Could you write out every record below exactly, leaving out any pictures?
* START *
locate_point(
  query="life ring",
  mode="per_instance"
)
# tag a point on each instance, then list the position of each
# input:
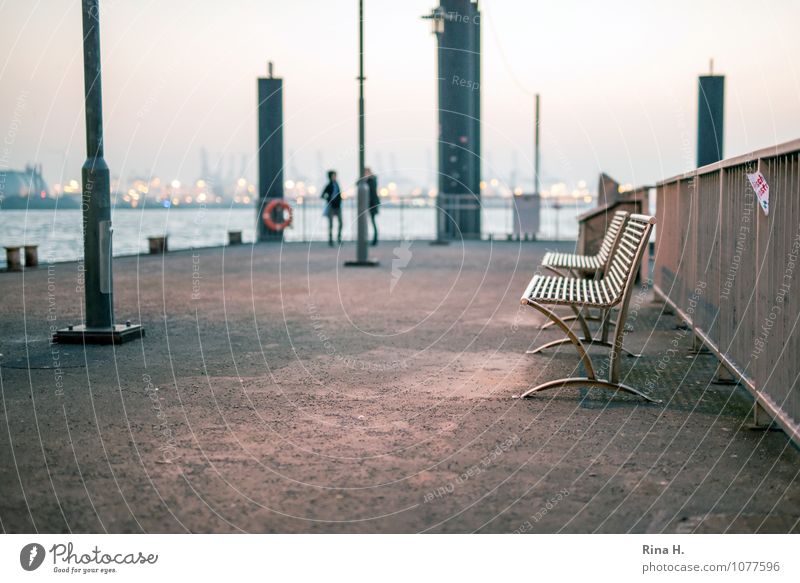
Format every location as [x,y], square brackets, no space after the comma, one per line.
[267,214]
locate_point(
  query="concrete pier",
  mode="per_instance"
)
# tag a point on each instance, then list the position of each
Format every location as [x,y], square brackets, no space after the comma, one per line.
[279,392]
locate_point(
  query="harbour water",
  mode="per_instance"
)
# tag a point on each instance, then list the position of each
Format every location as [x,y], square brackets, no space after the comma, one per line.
[58,232]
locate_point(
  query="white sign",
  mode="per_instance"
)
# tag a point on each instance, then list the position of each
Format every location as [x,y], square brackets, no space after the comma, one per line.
[761,187]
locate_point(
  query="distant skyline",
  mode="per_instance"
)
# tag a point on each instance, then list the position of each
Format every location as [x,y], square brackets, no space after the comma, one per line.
[618,82]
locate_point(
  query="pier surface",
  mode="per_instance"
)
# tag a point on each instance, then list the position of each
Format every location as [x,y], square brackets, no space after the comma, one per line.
[277,391]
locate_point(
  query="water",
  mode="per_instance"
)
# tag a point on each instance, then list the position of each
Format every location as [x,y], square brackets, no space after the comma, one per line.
[58,232]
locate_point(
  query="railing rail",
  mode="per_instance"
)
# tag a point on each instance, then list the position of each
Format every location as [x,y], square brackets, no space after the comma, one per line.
[733,273]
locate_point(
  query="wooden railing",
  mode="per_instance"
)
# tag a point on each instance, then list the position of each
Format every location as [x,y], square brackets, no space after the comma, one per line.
[733,273]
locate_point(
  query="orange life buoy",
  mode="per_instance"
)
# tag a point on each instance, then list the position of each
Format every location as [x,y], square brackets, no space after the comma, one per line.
[267,214]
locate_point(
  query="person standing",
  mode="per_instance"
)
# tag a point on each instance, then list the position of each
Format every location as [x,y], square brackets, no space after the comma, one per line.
[373,202]
[333,195]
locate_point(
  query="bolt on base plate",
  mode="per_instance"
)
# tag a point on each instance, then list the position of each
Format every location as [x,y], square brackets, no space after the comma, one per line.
[82,335]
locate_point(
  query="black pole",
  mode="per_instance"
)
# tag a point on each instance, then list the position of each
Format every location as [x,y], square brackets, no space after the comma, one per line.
[362,192]
[361,161]
[536,176]
[98,289]
[99,327]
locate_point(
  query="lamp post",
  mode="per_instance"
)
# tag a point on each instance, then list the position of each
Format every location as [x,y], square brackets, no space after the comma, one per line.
[99,327]
[362,191]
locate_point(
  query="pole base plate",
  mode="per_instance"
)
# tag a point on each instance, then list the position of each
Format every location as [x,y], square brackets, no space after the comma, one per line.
[119,334]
* END *
# Written answer:
locate_point(
  query="life ring",
  mode="per_instance"
)
# tag a point on each instance, then list the position of each
# input:
Format every location as [x,y], square brackets, no space after the comma, one per line.
[267,214]
locate_point(
  query="concrete pier",
  mode="per_instance"
)
# tag a point on each instance, then list the position of each
Format every location as [x,y], square brackets, no space after the comma, one per line.
[279,392]
locate_point(
  query="harbour water",
  mode="per_instance"
)
# tag a point on each instance, then list the position of each
Format every location as [x,y], square brackets, no space after the comma, one per line.
[58,232]
locate_point(
  query="white sign",
  mode="per_instance"
)
# tag a point on each instance, then list the position of each
Format every location as [x,y], square brackets, no space after the comma, one per line.
[761,187]
locate_point(
  query="distant skyline",
  mode="per_instance"
)
# tag a point on each instance, then list the position of each
Format every location as [x,y], square brackets, no space after the comma, one per line.
[618,82]
locate_point(
  query="pier surface",
  mode="per_instance"
)
# tag a point on each instance, then list the position of each
Format every location as [x,y], square brackets, no space after the comma, one per line.
[277,391]
locate_point(
  query="water",
  mode="per_instance"
)
# tag a point on each instance, then list the position of each
Format every location as [x,y], square brackets, no space after the comma, one per line.
[58,232]
locate_point(
  query="railing rail",
  mode="per_instance"
)
# tag a point on each instance, then list the position of each
Format every location as [x,y], square brackets, no space after the comma, one per line.
[733,273]
locate_point(
  query="wooden railing",
  mode="per_instance"
)
# tag a point on each instance, then list the position of each
Format every location as [x,y], square brackets, no space after the comma, one per line.
[733,273]
locate_point(
  query="orange life buoy",
  mode="per_instance"
)
# tag a point on each instance, then list the position of each
Format every location as [x,y], square brackets, no space after the comma, one per line.
[267,214]
locate_point(
  query="person standing",
  mode="per_instance"
)
# tag a point on each instance, then list the position of each
Format every location as [x,y], square brackets, no space after the comma, one per line.
[373,202]
[333,195]
locate_point(
  query="bolt on base plate",
  mode="per_instance"
)
# tag a point on each instance, then list the position of each
Format every location as [x,y], square brackets, no space after the comma, one per line.
[82,335]
locate_point(
  query="black pole",
  mode="per_instance"
)
# tag a point on each instance, then list the position of each
Format every location as [x,y], square brackets, no space after the comma, one per line.
[362,192]
[361,161]
[536,176]
[98,289]
[99,327]
locate_point(
  query="lamp post",
  mode="per_instance"
)
# tag a point on each instance, then list the position of each
Format every location as [x,y], square brackets, no space after the comma, one per line.
[99,327]
[362,191]
locate_point(
  query="pole base plate",
  mode="per_instance"
)
# tag a point on each instance, then list the position of each
Format every location as [x,y], square brackets, no space after the comma, one per line.
[119,334]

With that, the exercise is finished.